**Task requirements**
A. In the article on heating a cold bedroom, rewrite the text starting with "Heating Duct Damper" and going on through "be in a room.", putting "blower motor" in place of "furnace fan motor".
B. In the article on heating a cold bedroom, how much less airflow did the flow hood show at the dining room register than at the living room register?
C. Carry on the article on heating a cold bedroom from the point where it stops.

**Passage given**
+===+

Homeowners know when they're cold and they know where their cold. They may not know how to light a pilot light, or air seal an attic floor, or balance a home heating system, but they know when they are cold. Bedrooms are often the coldest room in the house and most often people just live with it. Stick the kid in the cool bedroom, throw a couple extra blankets on the bed and tell them to finish their homework.
Dealing with a cool bedroom is frustrating. If you turn up the heat to warm the room, the rest of the house gets too warm. Shut all the heating registers except the bedroom and it puts too much back pressure on the furnace. Too often I see a household try to adjust the temperature of one room by closing heating registers in other rooms and soon they have half the registers in the house closed and the home heating system working overtime to satisfy the heating request at the thermostat.
Usually, the home heating system is designed by a professional Heating Contractor that went to HVAC school for several hours a week for a number of years. A Heating contractor must pass an apprentice program before he or she can even take the test for their journeyman license.
HVAC Education
During the educational phase of the heating and cooling training, they are taught how to do a heating load calculation on a home. They take the heating load and develop a designed heating system that includes furnace size, fan capacity, duct size, air flows, and register size. In other words, heating systems are designed to heat all rooms evenly and to work as a system with all registers open.
If you have one bedroom that is cooler than the rest of the house, one of two things has happened:
  • The heating system was designed by a contractor that barely passed the test, or
  • the heating system is broken.
Recently, I had a homeowner complain that they got very little air flow out of the heating register in their dining room. The dining room was cooler than other parts of the house. With a flow hood, I registered a 75% decrease of air flow at the register as compared to the register in the living room. I removed the register grill, took a flashlight and mirror and looked down the inside of the heating duct.
With the mirror to see around the initial elbow, I could see that a flow damper valve was installed in the heating duct. Further inspection showed that all the heating ducts in the home had a flow damper installed near the registers. The damper in the dining room was the only one that was closed most of the way. The homeowner was not aware that flow dampers were a part of the homes heating system.
Heating Duct Damper
Flow dampers are a bit unusual in my neck-of-the-woods, I don't see them very often. Flow dampers are added to a heating system to allow manual adjustment of the flow of air to the registers. With dampers, the flow of conditioned air can be balanced so warm and cool areas of the home can be eliminated. To keep from putting increased pressure on the furnace fan motor, when one damper is closed down another damper should be opened up.
Sometimes, I believe a heating contractor may throw in a bunch of flow dampers when he looses his pencil and can't be sure of how big to make the heating ducts or how many registers need to be in a room.
6 Ways to Boost the Heat in a Cold Bedroom.

+===+

**Entries shown**
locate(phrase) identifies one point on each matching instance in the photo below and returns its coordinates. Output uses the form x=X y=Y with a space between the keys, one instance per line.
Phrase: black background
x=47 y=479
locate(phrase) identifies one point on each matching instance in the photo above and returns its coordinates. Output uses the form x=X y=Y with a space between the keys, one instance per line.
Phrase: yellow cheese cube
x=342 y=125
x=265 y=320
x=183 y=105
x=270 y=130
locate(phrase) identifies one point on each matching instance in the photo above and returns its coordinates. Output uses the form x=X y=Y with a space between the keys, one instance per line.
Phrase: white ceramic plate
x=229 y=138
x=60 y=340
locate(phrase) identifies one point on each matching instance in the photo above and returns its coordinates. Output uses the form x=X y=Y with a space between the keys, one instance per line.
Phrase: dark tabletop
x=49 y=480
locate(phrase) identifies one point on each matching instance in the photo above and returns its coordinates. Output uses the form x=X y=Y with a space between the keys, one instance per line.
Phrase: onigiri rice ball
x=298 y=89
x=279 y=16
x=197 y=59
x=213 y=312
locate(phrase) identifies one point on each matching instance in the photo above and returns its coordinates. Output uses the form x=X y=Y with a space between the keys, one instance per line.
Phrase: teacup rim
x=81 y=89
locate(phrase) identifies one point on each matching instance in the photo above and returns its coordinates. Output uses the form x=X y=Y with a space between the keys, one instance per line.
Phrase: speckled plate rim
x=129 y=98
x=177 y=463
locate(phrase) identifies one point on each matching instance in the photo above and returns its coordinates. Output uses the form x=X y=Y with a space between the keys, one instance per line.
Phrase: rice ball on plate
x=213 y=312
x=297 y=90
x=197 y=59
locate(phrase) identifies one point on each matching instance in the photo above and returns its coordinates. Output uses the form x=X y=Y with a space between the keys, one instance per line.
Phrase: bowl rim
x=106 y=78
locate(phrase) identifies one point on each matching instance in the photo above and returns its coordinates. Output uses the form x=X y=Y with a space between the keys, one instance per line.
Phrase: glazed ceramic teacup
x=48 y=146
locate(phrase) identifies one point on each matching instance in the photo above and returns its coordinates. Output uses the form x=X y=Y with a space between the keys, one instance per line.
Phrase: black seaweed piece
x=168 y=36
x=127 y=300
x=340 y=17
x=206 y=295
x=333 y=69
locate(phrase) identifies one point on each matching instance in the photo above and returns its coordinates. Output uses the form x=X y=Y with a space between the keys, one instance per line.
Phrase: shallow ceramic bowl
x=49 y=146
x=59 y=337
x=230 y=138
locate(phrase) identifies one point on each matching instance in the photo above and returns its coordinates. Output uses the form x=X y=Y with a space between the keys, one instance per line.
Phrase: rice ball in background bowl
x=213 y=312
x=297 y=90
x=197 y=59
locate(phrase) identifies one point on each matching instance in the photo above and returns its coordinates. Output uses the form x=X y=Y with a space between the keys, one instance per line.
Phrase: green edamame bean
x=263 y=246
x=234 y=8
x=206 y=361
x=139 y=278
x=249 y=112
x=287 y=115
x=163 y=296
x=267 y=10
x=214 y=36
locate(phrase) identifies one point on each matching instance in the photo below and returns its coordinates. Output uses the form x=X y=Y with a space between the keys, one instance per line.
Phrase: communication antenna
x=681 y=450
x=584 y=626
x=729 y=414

+===+

**Results of the tasks**
A.
Heating Duct Damper
Flow dampers are a bit unusual in my neck-of-the-woods, I don't see them very often. Flow dampers are added to a heating system to allow manual adjustment of the flow of air to the registers. With dampers, the flow of conditioned air can be balanced so warm and cool areas of the home can be eliminated. To keep from putting increased pressure on the blower motor, when one damper is closed down another damper should be opened up.
Sometimes, I believe a heating contractor may throw in a bunch of flow dampers when he looses his pencil and can't be sure of how big to make the heating ducts or how many registers need to be in a room.

B. It showed a 75% decrease in airflow.

C.
Repair Heating Duct:
There is always the possibility that the duct system has a problem that can be fixed. Ducts can become partially or totally disconnected and flexible ducts can become pinched off or collapsed. This is the first and most important fix considering the cold bedroom. This fix will not only warm the bedroom, but also increase energy efficiency and energy savings.
The first step is the inspection of the duct leading from the plenum to the register to be sure it is securely connected. Also, look for holes, crimping, or collapsed areas. Heating ducts damaged by animals is also a possibility that you should be looking for.
Disconnected heating ducts can be reconnected, but damaged heating ducts most often need to be replaced as they are difficult to repair.
Check for a Damper:
The sneaky heating contractor may have placed a damper in the heating duct and kept it a pretty good secret. Look and feel inside the duct by removing the register cover. Also, remove insulation from the outside of the duct, especially near the register and check for the telling signs of a damper. A metal rod with a small handle and a few anchor screws indicate a damper inside. Open the damper and your cool room problems maybe over.
Balance Room Pressure With a Cross Over Duct:
Now we need to talk about room pressure and balloons. Crack the bedroom door open about an inch, turn the furnace on and see if the pressure builds up in the room and closes the door.
The heating system is a circle of air. Air is heated in the furnace, pushed through the heating ducts into a room and then sucked by the same furnace, out of the room, back through the return air duct to the furnace. If the air in the room cannot get back to the furnace, the room builds air pressure, like a balloon, which restricts the flow of conditioned air into the room in the first place.
With an increase of pressure in the bedroom, the conditioned air is forced through a different duct and into an adjoining room.
To fix the potential problem, many homes have cross over ducts installed in the ceiling or over the door that allow the air in the room to get back into the hallway even when the door is closed. In some larger, higher priced homes, they may have eliminated the room pressure problem by installing a return air register in every room.
To balance the room pressure and stop this problem, the two most used repairs are installing a cross over duct through the wall over the door or simply cutting the bottom of the door off so there is a wider gap between the door and the carpet.
Increase the Size of the Duct:
Maybe the Heating Contractor ran out of 8 inch ducting so he decided 6 inch was close enough. There is a real possibility that the back bedroom is cool because the heating duct system was not engineered correctly. When this happens, the best fix is to correct the mistake and replace the duct with a larger one. If the home is fairly new and the Contractor is still around, you might get this done as a freebee.
In this way, the cool room will get a larger share of the air coming from the furnace. This repair can still be a do-it-yourself'er if your willing. Heating duct material, both ridged and flex, can be purchased at your favorite home store. Some zip ties, a few sheet metal screws, a sharp knife and a pair of tin snips should do the trick.
If the heating duct size is simply too small to service the room, besides replacing the duct with a larger one, the only other fix that might work is installing a booster fan in the duct or adding a complete second duct and register.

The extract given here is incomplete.